Problem to work on: Copy the material below line for line, changing nothing.

Materials provided:
((

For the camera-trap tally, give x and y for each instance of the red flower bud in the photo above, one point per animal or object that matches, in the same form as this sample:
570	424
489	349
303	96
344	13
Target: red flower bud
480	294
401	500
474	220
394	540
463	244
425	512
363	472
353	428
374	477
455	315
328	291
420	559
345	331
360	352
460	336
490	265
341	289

))

Exercise answer:
For the camera-trap tally, give x and y for each instance of the red flower bud in the photo above, one point per animal or object that matches, in the same form as this sample:
570	424
489	349
303	96
344	13
Target: red flower bud
480	294
401	500
474	220
394	540
463	244
425	512
363	472
353	428
374	477
455	315
328	291
420	559
345	331
360	352
460	336
490	265
341	289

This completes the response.